_Text shown_
*** Block opens ***
Running the Pipeline

The Acestor pipeline is executed through the main entry point at src/acestor/main.py.

Basic Usage

python src/acestor/main.py [OPTIONS]

Command-Line Options

Pipeline Arguments

Option

Flag

Description

--config

-c

Path to configuration file (default: config/dengue_pipeline.yaml)

--date

-d

Date to run predictions for in YYYY-MM-DD format (default: today’s date)

--download-linelist

-dl

Download linelist data from S3 (default: False)

--process-linelist

-pl

Process linelist data to generate daily case counts (default: False)

--download-and-use-weather-data-from-s3

-ws

Download and use weather data from S3 (default: False)

--use-previously-downloaded-weather-data-from-s3

-rws

Use previously downloaded weather data from S3 without re-downloading (default: False)

--generate-thresholds

-t

Generate alert thresholds based on historical data (default: False)

--model-train-and-predict

-m

Train the model and generate predictions (default: False)

--generate-maps

-gm

Generate map visualizations of predictions (default: False)
*** Block closes ***
_Problem_
Write the next part of the Acestor pipeline documentation above, starting right after its last line.

_Supplied entries_
*** Block opens ***
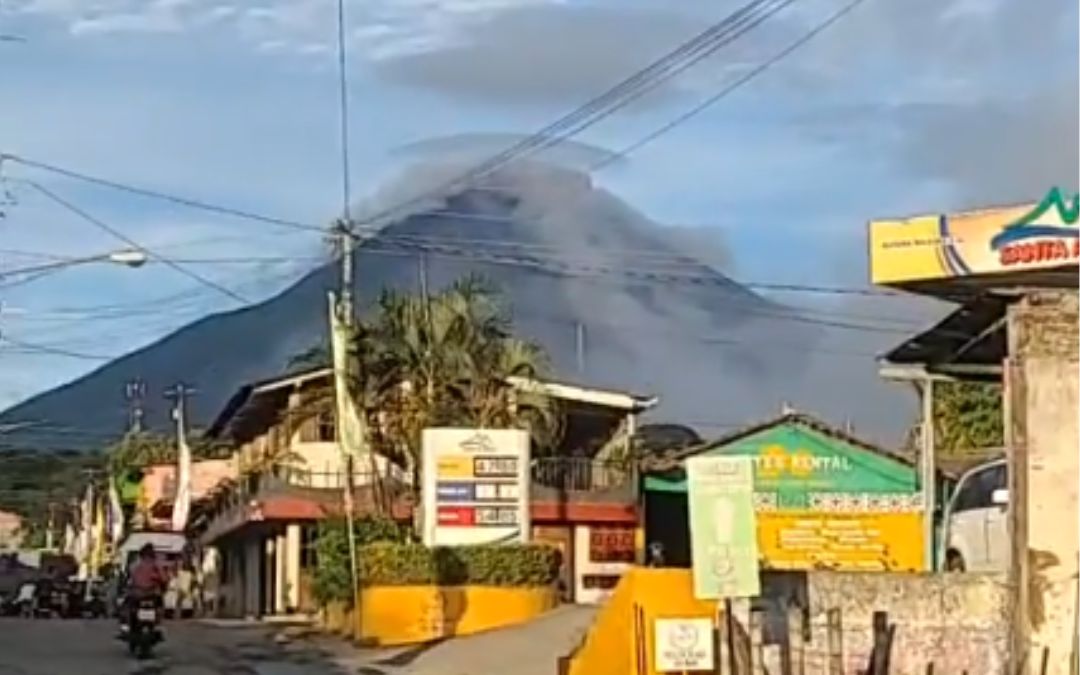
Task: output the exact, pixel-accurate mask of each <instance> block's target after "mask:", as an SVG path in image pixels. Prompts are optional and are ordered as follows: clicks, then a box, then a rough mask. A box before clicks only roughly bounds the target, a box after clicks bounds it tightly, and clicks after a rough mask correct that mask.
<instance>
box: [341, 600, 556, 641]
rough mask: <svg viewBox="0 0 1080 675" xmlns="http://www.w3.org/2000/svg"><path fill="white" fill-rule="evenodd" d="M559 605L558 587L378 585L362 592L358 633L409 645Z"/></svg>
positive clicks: (358, 635) (513, 621) (389, 640)
mask: <svg viewBox="0 0 1080 675" xmlns="http://www.w3.org/2000/svg"><path fill="white" fill-rule="evenodd" d="M557 604H558V596H557V593H556V592H555V590H554V589H552V588H538V589H503V588H495V586H373V588H367V589H364V590H363V591H361V597H360V615H359V617H357V619H359V621H360V625H359V626H357V637H359V638H360V640H361V642H362V643H367V644H376V645H409V644H416V643H427V642H431V640H434V639H440V638H443V637H451V636H461V635H471V634H473V633H480V632H482V631H489V630H491V629H499V627H503V626H508V625H514V624H517V623H524V622H526V621H529V620H531V619H534V618H536V617H538V616H540V615H542V613H543V612H545V611H548V610H550V609H553V608H554V607H555V606H556V605H557Z"/></svg>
*** Block closes ***
_Answer section_
Pipeline Stages

The pipeline executes in the following sequence:

  1. Download Case Data (optional): Downloads linelist data from S3 when -dl is specified

  2. Process Linelist (optional): Converts raw linelist data to daily case counts when -pl is specified

  3. Aggregate Case Data: Validates and aggregates case data at the configured granularity

  4. Weather Data: Downloads and uses S3 data (-ws) or uses previously downloaded data (-rws)

  5. Generate Thresholds (optional): Calculates alert thresholds when -t is specified

  6. Model Training & Predictions (optional): Trains models and generates predictions when -m is specified

  7. Generate Maps (optional): Creates geographic visualizations when -gm is specified

Example Commands

Standard run with freshly downloaded S3 weather data:

python src/acestor/main.py -ws -t -m

Use previously downloaded weather data (faster):

python src/acestor/main.py -rws -t -m

Full pipeline from linelist data:

python src/acestor/main.py -dl -pl -ws -t -m

Run with custom configuration:

python src/acestor/main.py -c config/custom_config.yaml -ws -t -m

Generate predictions with maps:

python src/acestor/main.py -ws -t -m -gm

Run predictions for a specific date:

python src/acestor/main.py -d 2024-12-01 -rws -t -m

Quick test run (using previously downloaded weather data, no maps):

python src/acestor/main.py -rws -t -m

Configuration File

The pipeline requires a YAML configuration file specifying:

  • root_dir: Root directory for data and outputs

  • region_name: Geographic region to process (e.g., “Karnataka”)

  • granularity: Level of spatial detail (“district” or “subdistrict”)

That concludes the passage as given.